Try it. Reproduce the material below with every occurrence of "clicks" changed to "points", leaving all other text unchanged.

(Collected data)

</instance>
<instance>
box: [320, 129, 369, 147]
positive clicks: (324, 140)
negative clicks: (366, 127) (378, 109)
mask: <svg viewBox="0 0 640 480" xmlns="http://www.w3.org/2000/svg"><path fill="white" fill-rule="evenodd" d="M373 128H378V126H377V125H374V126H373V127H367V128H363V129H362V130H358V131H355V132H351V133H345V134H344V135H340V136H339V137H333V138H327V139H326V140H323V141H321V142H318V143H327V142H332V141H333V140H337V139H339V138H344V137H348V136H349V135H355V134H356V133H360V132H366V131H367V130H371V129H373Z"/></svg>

Exercise response.
</instance>
<instance>
box: [320, 129, 369, 147]
positive points: (324, 140)
negative points: (366, 127) (378, 109)
mask: <svg viewBox="0 0 640 480" xmlns="http://www.w3.org/2000/svg"><path fill="white" fill-rule="evenodd" d="M373 128H378V126H377V125H374V126H373V127H367V128H363V129H362V130H358V131H355V132H351V133H345V134H344V135H340V136H339V137H333V138H327V139H326V140H323V141H321V142H318V143H327V142H332V141H333V140H337V139H339V138H344V137H348V136H349V135H355V134H356V133H360V132H366V131H367V130H371V129H373Z"/></svg>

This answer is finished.